● **TEXTE EXTRAIT**
● ● ● ● ●

Mardi 17 Novembre 2020

Pr Khadiyatoulah Fall
Pr Khadiyatoulah Fall
Suite à la décapitation de l’enseignant Samuel Paty en octobre 2020, le ministre de l’Intérieur français, Gérard Darmanin, également en charge des cultes,  s’est dit être « choqué de rentrer dans un hypermarché et de voir qu’il y avait un rayon de telle cuisine communautaire et de telle autre à côté (…). C’est comme ça, que ça commence le communautarisme ». Cette  déclaration est révélatrice de la manière dont plusieurs  autorités françaises appréhendent la question du communautarisme religieux, du «séparatisme»  et partant de la radicalisation.
 
La réaction du ministre indexe  en fait la présence  du halal comme reflet d’un autre signe de visibilité de l’islam qui renforcerait  le  communautarisme et affaiblirait  le vivre ensemble, le faire société  et la laïcité. Nos enquêtes dans plusieurs pays occidentaux  indiquent bien que la visibilité du halal n’est ni l’expression du fondamentalisme, ni celle d’un communautarisme ou d’un projet d’islamisation des sociétés.

● ● ● ● ●

[Un bloc de données]
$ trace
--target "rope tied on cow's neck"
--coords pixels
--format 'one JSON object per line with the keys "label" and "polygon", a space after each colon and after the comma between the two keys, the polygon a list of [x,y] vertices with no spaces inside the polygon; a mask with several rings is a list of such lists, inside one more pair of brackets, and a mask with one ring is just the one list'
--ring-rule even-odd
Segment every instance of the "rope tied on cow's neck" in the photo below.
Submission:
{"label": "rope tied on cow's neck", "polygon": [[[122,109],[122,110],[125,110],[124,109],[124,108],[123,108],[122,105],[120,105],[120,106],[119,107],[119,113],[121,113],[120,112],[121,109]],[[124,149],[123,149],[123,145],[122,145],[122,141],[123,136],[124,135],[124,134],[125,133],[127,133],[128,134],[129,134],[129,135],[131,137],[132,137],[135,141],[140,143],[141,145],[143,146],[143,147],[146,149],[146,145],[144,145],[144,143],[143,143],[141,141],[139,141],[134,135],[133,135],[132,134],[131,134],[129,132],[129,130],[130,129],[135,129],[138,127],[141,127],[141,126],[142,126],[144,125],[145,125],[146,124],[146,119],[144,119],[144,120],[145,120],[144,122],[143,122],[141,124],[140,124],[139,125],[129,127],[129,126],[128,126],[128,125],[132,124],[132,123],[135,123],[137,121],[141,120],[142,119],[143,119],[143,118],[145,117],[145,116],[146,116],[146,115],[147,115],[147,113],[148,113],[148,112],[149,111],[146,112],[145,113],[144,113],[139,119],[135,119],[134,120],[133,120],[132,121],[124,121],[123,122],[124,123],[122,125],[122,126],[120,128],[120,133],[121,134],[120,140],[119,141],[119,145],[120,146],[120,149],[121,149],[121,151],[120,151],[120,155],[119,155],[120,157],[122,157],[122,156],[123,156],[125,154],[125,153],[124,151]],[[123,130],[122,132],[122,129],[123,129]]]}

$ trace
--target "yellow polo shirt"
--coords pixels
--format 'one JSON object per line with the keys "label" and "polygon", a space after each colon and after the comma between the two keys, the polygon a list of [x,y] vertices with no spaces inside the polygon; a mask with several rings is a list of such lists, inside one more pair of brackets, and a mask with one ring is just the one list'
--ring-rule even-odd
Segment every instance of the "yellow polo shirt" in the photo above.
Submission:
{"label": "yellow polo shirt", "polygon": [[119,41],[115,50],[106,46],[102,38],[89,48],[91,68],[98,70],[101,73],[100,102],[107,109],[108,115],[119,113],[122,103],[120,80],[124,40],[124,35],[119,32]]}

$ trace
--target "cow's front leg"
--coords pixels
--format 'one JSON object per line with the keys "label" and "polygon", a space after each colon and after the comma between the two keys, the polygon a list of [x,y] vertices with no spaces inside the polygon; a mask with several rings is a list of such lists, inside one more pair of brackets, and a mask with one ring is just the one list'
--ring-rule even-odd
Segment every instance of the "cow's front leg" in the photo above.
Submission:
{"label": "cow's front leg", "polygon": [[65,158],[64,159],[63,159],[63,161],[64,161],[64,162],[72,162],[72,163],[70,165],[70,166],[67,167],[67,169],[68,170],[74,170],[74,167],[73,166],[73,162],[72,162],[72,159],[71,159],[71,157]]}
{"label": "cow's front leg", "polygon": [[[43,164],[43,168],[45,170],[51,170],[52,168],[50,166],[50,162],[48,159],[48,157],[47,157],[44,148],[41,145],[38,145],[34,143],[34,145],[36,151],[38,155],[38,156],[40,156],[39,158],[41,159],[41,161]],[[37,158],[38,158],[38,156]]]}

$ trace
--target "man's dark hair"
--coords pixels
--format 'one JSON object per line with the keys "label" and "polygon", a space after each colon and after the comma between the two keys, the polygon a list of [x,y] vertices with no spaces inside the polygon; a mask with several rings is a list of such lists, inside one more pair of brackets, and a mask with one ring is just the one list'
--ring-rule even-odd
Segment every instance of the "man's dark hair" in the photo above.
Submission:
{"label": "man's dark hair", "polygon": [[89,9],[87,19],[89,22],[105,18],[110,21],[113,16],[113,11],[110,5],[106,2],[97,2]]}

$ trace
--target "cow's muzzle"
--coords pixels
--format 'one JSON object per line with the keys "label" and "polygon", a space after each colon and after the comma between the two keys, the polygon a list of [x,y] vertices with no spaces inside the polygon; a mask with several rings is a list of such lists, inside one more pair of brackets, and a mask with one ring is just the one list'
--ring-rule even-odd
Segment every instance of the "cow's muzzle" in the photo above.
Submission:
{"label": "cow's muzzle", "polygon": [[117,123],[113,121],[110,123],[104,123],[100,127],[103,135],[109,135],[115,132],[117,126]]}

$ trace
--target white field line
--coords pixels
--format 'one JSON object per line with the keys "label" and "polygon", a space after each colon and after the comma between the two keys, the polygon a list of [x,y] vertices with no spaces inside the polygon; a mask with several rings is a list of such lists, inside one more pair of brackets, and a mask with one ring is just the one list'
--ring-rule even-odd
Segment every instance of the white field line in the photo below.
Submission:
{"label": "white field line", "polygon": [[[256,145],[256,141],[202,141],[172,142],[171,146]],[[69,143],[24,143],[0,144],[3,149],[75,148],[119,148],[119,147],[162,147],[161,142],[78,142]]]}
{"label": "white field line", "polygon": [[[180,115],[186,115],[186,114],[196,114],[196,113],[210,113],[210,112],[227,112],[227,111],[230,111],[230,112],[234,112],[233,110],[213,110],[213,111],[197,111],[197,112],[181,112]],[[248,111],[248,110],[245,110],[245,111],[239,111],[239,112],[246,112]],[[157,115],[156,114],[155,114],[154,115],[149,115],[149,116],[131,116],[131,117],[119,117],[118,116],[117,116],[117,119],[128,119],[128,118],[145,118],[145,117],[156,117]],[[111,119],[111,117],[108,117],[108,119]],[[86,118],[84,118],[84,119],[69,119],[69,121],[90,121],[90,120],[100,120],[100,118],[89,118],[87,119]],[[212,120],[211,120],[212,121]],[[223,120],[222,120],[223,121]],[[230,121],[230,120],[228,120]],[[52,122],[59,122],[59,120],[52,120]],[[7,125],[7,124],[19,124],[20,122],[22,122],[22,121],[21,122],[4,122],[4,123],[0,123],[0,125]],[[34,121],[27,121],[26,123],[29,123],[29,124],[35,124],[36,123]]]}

● ● ● ● ●

● **OBJECTIF**
Veuillez recopier mot pour mot le passage du texte sur le halal et le communautarisme, de « La réaction du » à « d’islamisation des sociétés. ». Ces données proviennent d'une autre source.

● **EN RÉPONSE**
La réaction du ministre indexe  en fait la présence  du halal comme reflet d’un autre signe de visibilité de l’islam qui renforcerait  le  communautarisme et affaiblirait  le vivre ensemble, le faire société  et la laïcité. Nos enquêtes dans plusieurs pays occidentaux  indiquent bien que la visibilité du halal n’est ni l’expression du fondamentalisme, ni celle d’un communautarisme ou d’un projet d’islamisation des sociétés.